20A. Fontaine demeure directeur 21 ans. Peu à peu, par la qualité de ses prestations et services, il peut se constituer et étoffer une clientèle d’anciens ministres, de députés et de sénateurs, allant du comte Albert de Mun à Jaurès. Son influence sur eux est incontestable et incontestée, quelles que soient par ailleurs les divergences qu’il peut avoir avec eux dans les questions de politique générale.
21Le processus d’élaboration de la loi par les deux assemblées de la IIIe République est d’une telle lenteur que toutes les questions susceptibles d’intéresser plus particulièrement un ministre sont déjà, sous une forme ou sous une autre, en débat quelque part. Le ministre a donc le plus souvent à choisir parmi des sujets déjà en discussion ici ou là. Il dépend beaucoup de son directeur pour recueillir la mémoire des projets législatifs et réglementaires en cours d’élaboration au Parlement ou dans un organisme consultatif, car il ne peut avoir l’espoir raisonnable de faire élaborer un nouveau projet de loi qu’il verrait aboutir. A. Fontaine sert de guide au ministre dans le champ du Travail en lui remettant en main propre une note élaborée par un bureau dressant la liste des projets en cours et de leurs états d’avancement. Le ministre n’a plus qu’à réfléchir sur les choix qu’il peut faire en vue d’aider un projet à aboutir. En fonction de ces choix, A. Fontaine donne par écrit le canevas de la partie le concernant de la « déclaration ministérielle ». Ce long mécanisme collectif d’élaboration exclut absolument avant-guerre que A. Fontaine puisse se présenter devant son nouveau ministre avec un projet de loi sur une matière nouvelle. A. Fontaine dirige la fabrication administrative et supervise la maturation dans les divers conseils et commissions ; il ne maîtrise ni la procédure parlementaire ni le pouvoir législatif, pas plus qu’il n’invente des réponses juridiques aux problèmes sociaux.

-- Consigne --
Indiquez si chaque affirmation est conforme au passage sur A. Fontaine en répondant par oui ou par non, et citez mot pour mot les termes du passage qui permettent de trancher.
1. A. Fontaine reste directeur pendant vingt et un ans.
2. Avant la guerre, A. Fontaine pouvait arriver devant un nouveau ministre avec un projet de loi sur une matière nouvelle.
3. A. Fontaine maîtrise la procédure parlementaire.
Les données ne servent à rien ici.

-- Données affichées --
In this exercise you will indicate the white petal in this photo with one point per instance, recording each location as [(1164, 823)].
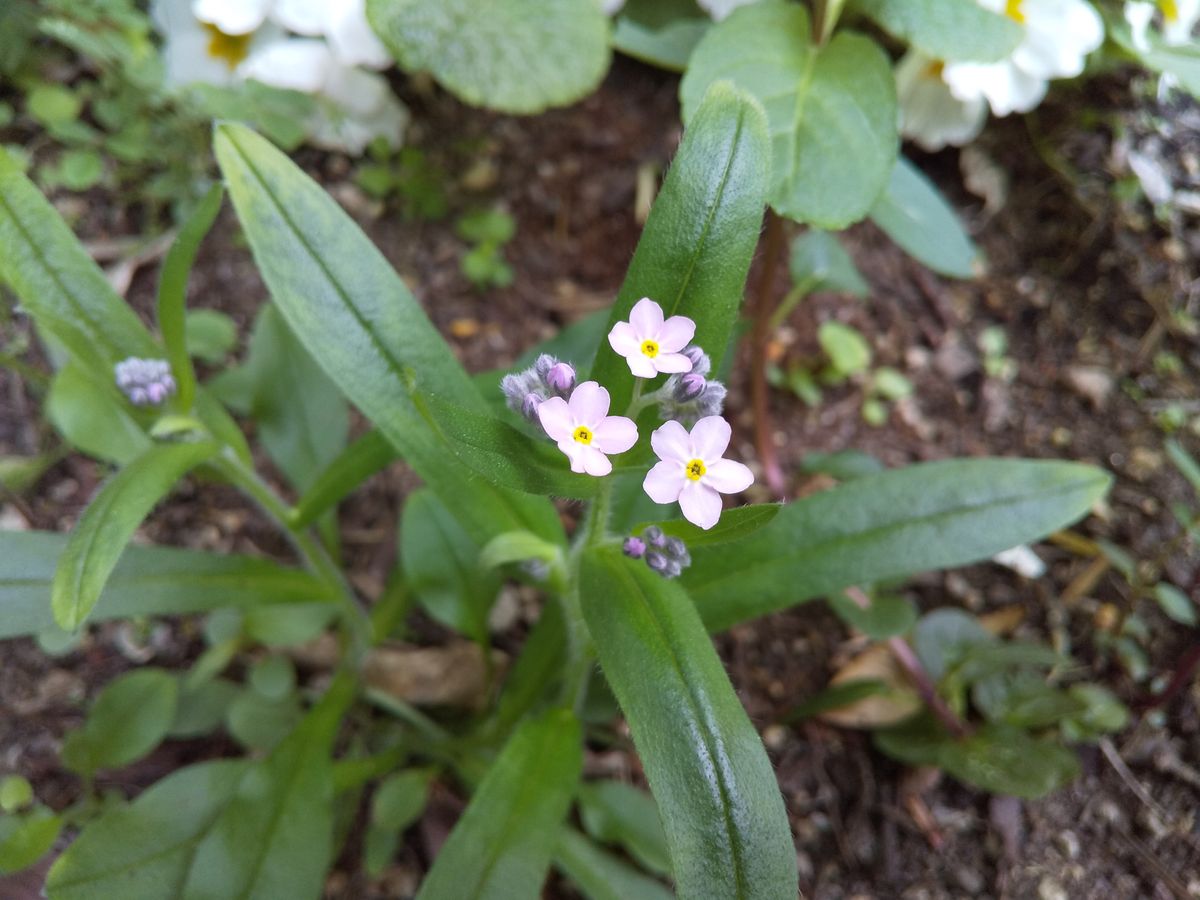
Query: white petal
[(700, 504), (727, 477), (556, 419), (615, 435), (233, 17), (671, 442), (664, 481), (305, 17), (646, 317), (709, 438), (298, 64), (351, 37)]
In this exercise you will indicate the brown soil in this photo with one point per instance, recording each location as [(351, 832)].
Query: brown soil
[(1068, 275)]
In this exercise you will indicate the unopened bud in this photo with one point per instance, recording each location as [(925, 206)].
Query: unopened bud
[(561, 378)]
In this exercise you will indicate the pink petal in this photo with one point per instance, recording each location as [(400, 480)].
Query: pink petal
[(589, 403), (574, 451), (672, 363), (556, 418), (709, 437), (701, 504), (594, 462), (615, 435), (676, 333), (624, 340), (646, 317), (664, 483), (642, 366), (671, 443), (727, 477)]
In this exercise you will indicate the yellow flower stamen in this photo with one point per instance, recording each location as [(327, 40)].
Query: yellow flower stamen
[(231, 49)]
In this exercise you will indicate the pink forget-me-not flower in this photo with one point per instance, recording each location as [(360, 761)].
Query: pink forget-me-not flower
[(583, 429), (693, 469), (649, 343)]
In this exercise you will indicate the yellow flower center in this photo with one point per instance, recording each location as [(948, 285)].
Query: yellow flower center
[(231, 49)]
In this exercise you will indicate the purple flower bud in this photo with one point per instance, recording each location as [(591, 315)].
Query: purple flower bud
[(689, 387), (635, 547), (561, 378)]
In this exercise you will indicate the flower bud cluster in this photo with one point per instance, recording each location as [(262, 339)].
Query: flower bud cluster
[(145, 382), (666, 556), (547, 377), (691, 396)]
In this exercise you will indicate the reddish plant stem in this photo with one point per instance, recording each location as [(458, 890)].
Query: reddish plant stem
[(772, 256)]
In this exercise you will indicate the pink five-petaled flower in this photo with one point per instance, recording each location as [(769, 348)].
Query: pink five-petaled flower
[(651, 345), (583, 429), (693, 472)]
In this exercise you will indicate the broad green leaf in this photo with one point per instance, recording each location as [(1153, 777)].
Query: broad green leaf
[(173, 292), (144, 850), (328, 279), (916, 216), (301, 417), (108, 523), (441, 563), (600, 875), (721, 809), (616, 813), (147, 581), (947, 29), (275, 837), (895, 523), (832, 109), (503, 844), (516, 57), (130, 718), (696, 247), (358, 462), (91, 419)]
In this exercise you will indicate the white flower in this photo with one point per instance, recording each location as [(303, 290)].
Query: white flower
[(929, 113), (583, 429), (651, 345), (1059, 35), (693, 472)]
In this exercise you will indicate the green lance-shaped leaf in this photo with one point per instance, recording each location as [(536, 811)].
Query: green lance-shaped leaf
[(144, 850), (173, 292), (832, 109), (502, 846), (900, 522), (721, 809), (147, 581), (516, 57), (111, 520), (917, 217), (329, 280), (702, 232), (947, 29)]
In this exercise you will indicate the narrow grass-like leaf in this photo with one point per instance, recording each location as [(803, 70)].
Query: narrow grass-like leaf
[(895, 523), (147, 581), (721, 809), (502, 846), (111, 520), (173, 292), (702, 231)]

-- Résultat attendu --
1. Oui : « demeure directeur 21 ans ».
2. Non : « Ce long mécanisme collectif d’élaboration exclut absolument avant-guerre que A. Fontaine puisse se présenter devant son nouveau ministre avec un projet de loi sur une matière nouvelle ».
3. Non : « il ne maîtrise ni la procédure parlementaire ni le pouvoir législatif ».